# Deine Aufgabe
Was steht im Interview mit Bettina Lausen?
1. Welche zwei Bücher werden im Interview besprochen?
2. Wie alt ist die Autorin nach eigener Angabe?
3. Wie lautet ihr Schreibmotto?
___ Seitenauszug
Mit der Autorin Bettina Lausen konnte ich kürzlich ein weiteres Interview führen. Erst jedoch haben wir ein kurzes Interview geführt, das nach diesem Interview verlinkt ist. In diesem Interview sprachen wir über die beiden Bücher Das entführte Mädchen und Die Reformatorin von Köln sowie Anfängerfehler, dem Schreiben, weitere Pläne und einigen anderen Dingen. Viel Spaß beim Lesen.
Stell Dich unseren Lesern doch kurz einmal vor.
Ich bin Autorin, 32 Jahre, Mutter einer 2-jährigen Tochter, gelernte Bankkauffrau, habe einen B.A. in Kulturwissenschaften und lebe im Bergischen Land. Ich schreibe seit der Grundschule, mein Schreibmotto dabei: Lebendige Bilder und Geschichten, die zum Nachdenken anregen.
______
___ Extrahierte Einträge
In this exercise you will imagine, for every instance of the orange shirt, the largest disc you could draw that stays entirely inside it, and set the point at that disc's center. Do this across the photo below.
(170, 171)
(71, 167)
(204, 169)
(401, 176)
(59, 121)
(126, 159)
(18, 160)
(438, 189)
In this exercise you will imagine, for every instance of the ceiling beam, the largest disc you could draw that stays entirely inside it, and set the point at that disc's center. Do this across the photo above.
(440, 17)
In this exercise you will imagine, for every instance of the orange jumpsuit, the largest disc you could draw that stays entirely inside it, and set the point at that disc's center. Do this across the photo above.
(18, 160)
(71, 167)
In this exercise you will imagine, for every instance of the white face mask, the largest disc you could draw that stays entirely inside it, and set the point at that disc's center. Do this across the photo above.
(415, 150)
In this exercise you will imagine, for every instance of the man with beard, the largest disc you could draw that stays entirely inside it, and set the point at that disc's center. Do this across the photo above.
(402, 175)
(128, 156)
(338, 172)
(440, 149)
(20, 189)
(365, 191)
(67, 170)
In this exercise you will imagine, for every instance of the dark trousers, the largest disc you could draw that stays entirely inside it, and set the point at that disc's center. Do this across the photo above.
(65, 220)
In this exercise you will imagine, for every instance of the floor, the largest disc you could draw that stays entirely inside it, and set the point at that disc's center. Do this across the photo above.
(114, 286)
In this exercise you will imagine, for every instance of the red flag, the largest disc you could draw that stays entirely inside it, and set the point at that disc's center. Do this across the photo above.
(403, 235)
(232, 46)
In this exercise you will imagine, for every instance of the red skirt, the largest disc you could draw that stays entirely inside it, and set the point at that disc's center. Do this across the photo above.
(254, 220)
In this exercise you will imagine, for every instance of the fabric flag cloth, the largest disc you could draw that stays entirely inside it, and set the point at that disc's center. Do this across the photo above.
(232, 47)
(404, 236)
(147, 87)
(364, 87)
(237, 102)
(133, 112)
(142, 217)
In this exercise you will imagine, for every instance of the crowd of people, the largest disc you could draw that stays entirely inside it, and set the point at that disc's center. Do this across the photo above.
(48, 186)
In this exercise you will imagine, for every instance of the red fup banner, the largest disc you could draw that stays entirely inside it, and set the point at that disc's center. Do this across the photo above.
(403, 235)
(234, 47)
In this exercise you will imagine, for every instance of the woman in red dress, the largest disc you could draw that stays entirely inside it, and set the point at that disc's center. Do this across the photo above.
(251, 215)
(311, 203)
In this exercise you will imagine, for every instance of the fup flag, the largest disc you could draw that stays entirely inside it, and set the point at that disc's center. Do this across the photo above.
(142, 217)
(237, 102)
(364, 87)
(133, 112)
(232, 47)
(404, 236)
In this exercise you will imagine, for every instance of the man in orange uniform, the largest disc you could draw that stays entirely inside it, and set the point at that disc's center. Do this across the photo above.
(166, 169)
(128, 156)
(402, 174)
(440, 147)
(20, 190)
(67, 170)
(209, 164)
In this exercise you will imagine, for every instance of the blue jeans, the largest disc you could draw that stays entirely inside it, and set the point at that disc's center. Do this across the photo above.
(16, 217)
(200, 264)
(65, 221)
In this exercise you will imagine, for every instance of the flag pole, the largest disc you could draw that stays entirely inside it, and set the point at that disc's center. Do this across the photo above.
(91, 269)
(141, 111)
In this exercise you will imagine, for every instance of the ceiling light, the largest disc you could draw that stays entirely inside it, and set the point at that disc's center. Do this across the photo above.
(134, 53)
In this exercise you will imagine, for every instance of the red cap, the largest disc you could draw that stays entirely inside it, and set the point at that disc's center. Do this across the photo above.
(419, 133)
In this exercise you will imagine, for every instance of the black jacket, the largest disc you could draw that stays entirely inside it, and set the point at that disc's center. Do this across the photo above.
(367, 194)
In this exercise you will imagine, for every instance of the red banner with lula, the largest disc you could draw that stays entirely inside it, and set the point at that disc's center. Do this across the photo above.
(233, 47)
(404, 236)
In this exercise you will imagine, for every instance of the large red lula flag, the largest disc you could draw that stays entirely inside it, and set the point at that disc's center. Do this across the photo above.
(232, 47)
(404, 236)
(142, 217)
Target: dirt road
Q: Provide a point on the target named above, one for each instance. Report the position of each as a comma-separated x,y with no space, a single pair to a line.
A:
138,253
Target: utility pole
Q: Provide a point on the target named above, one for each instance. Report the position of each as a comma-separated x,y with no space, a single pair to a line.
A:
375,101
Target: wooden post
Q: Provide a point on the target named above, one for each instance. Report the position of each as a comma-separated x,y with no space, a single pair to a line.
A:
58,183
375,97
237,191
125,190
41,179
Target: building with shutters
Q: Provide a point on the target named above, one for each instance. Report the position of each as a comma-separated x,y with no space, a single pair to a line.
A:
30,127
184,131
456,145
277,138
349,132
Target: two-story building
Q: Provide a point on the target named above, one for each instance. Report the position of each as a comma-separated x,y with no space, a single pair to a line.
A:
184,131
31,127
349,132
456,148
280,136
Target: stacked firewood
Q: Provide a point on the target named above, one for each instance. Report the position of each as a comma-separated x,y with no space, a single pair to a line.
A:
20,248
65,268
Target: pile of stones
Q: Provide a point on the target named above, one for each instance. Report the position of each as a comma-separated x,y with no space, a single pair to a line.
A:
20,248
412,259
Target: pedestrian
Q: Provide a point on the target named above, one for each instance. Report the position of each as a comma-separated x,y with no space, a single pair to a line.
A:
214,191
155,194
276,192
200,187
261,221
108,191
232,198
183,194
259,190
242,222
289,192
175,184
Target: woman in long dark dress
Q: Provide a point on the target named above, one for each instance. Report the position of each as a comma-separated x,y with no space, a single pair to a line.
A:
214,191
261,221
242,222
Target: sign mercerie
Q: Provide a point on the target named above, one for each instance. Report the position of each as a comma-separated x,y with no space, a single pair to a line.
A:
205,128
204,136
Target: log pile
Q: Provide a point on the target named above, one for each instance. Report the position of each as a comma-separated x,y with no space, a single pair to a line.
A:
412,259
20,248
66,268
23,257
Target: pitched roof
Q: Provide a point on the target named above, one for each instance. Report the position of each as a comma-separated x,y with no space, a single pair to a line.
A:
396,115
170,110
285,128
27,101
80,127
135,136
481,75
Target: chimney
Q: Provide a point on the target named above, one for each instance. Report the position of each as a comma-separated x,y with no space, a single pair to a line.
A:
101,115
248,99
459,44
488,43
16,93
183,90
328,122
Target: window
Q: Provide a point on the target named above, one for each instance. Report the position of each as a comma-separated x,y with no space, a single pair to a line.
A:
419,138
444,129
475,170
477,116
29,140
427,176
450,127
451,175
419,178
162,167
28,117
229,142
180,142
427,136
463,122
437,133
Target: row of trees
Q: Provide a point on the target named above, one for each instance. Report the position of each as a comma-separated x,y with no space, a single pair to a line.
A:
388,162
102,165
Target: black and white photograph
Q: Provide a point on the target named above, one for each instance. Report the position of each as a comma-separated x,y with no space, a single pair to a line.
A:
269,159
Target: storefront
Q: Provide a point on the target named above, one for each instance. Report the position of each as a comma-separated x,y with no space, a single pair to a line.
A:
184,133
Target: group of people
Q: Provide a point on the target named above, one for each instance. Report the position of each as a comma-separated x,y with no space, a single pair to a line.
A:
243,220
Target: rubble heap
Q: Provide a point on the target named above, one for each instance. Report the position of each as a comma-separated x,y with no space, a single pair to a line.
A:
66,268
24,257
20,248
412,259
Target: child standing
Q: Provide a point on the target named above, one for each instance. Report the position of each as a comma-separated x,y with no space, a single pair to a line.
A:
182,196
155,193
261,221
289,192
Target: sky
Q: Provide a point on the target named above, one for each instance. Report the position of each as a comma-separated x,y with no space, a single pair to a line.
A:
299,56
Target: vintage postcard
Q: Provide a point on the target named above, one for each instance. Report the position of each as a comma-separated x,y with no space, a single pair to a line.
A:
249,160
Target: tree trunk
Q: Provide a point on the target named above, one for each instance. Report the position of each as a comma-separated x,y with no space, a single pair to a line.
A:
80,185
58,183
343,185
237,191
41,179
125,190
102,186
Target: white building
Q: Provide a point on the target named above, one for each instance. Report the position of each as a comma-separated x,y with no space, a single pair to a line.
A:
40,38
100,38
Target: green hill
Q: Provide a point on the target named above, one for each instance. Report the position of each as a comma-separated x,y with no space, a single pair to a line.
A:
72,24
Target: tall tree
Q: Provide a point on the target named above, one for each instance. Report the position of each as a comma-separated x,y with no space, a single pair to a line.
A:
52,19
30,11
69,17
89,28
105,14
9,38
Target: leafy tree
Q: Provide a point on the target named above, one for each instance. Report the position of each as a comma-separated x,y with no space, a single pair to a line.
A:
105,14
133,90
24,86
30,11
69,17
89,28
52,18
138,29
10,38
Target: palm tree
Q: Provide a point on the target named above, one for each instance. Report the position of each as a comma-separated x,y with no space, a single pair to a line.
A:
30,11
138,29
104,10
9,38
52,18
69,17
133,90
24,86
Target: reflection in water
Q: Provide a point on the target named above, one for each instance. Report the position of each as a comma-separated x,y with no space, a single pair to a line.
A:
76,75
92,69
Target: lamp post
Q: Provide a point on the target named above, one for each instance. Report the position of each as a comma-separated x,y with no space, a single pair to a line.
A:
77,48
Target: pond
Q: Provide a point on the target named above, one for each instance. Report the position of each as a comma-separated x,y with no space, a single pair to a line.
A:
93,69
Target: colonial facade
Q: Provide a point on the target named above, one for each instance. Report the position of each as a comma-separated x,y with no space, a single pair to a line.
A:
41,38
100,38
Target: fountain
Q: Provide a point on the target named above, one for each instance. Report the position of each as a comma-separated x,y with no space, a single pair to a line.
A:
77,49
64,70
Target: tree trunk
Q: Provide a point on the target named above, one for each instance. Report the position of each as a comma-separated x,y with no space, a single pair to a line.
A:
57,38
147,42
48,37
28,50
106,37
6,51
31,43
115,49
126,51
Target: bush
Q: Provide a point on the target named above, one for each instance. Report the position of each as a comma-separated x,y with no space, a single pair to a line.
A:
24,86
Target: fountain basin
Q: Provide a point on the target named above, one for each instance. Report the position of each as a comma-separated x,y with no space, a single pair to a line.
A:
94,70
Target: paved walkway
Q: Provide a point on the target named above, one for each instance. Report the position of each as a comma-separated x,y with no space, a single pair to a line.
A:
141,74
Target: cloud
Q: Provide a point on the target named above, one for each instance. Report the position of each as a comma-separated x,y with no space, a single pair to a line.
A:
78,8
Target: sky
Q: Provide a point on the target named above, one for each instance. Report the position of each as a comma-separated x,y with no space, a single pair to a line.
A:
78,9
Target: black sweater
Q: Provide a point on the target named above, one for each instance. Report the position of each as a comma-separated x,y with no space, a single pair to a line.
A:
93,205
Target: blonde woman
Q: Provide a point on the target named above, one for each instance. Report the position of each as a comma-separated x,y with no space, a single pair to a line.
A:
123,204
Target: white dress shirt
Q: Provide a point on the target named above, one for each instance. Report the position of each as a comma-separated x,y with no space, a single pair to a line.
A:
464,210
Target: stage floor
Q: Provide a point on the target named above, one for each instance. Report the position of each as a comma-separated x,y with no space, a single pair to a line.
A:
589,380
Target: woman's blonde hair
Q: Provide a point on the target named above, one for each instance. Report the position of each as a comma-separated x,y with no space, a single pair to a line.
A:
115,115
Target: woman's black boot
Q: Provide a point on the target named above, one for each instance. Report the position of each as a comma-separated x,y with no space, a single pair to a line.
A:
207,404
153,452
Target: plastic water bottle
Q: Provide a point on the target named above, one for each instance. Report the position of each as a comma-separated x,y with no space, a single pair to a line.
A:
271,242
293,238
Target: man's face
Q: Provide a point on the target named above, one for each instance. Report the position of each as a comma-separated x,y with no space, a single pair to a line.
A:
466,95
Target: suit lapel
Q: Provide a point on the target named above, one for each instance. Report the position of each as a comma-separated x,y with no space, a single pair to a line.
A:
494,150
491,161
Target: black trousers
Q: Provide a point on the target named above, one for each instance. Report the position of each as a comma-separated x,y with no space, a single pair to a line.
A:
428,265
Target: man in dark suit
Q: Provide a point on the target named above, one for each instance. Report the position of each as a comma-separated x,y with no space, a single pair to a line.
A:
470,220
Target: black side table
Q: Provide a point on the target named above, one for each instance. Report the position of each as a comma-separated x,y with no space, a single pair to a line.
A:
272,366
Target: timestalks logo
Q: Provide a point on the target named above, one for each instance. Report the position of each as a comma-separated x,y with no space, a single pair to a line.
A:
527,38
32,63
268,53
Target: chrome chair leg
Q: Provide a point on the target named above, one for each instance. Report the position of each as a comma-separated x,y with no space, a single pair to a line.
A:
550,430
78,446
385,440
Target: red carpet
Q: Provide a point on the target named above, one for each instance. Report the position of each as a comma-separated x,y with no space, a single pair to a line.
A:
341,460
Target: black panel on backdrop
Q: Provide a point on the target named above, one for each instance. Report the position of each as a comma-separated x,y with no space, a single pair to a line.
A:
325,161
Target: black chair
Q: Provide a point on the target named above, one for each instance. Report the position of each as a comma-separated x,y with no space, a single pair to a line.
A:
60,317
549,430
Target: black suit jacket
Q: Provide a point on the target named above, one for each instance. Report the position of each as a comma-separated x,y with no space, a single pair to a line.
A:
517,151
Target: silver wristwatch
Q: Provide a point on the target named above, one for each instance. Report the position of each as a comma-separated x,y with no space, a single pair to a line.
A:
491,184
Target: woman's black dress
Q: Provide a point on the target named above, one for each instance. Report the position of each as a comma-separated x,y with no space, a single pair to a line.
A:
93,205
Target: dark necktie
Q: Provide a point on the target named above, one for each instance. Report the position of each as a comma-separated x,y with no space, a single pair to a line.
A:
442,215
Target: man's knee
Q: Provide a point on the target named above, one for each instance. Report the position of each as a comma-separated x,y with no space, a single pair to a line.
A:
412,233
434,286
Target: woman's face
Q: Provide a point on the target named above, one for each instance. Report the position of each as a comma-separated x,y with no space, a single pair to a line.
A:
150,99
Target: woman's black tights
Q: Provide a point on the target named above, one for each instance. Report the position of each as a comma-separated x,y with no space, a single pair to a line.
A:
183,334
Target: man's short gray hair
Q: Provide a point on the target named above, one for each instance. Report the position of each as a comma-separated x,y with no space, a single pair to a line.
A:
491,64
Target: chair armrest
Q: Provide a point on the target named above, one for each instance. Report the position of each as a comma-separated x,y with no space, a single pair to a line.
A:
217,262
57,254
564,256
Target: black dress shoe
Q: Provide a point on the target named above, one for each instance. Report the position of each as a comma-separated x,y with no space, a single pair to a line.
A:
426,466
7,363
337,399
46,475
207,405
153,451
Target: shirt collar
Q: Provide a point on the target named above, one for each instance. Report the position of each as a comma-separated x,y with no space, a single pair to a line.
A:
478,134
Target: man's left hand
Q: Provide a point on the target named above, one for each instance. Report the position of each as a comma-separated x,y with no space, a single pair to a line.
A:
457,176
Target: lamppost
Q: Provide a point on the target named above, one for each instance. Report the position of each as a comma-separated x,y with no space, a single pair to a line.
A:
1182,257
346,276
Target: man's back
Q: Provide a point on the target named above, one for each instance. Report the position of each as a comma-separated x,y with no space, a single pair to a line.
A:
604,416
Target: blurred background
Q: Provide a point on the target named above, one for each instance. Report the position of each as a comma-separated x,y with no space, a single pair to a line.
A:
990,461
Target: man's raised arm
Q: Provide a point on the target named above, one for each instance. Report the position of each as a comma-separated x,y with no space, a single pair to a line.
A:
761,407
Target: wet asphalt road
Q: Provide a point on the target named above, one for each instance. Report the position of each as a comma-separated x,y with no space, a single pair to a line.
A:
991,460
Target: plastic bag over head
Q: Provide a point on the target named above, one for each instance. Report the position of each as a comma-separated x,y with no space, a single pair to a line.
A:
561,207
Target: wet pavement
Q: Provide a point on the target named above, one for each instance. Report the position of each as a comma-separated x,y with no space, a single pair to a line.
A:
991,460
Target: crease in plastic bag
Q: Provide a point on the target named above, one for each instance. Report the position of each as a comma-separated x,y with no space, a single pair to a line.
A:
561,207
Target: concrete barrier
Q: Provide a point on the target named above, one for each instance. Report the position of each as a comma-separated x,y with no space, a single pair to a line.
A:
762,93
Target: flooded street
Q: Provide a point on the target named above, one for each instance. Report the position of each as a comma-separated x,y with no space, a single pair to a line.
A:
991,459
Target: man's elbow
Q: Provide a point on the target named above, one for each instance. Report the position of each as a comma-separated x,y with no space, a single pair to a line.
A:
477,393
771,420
______
# Endergebnis
1. Das entführte Mädchen und Die Reformatorin von Köln
2. 32 Jahre
3. Lebendige Bilder und Geschichten, die zum Nachdenken anregen.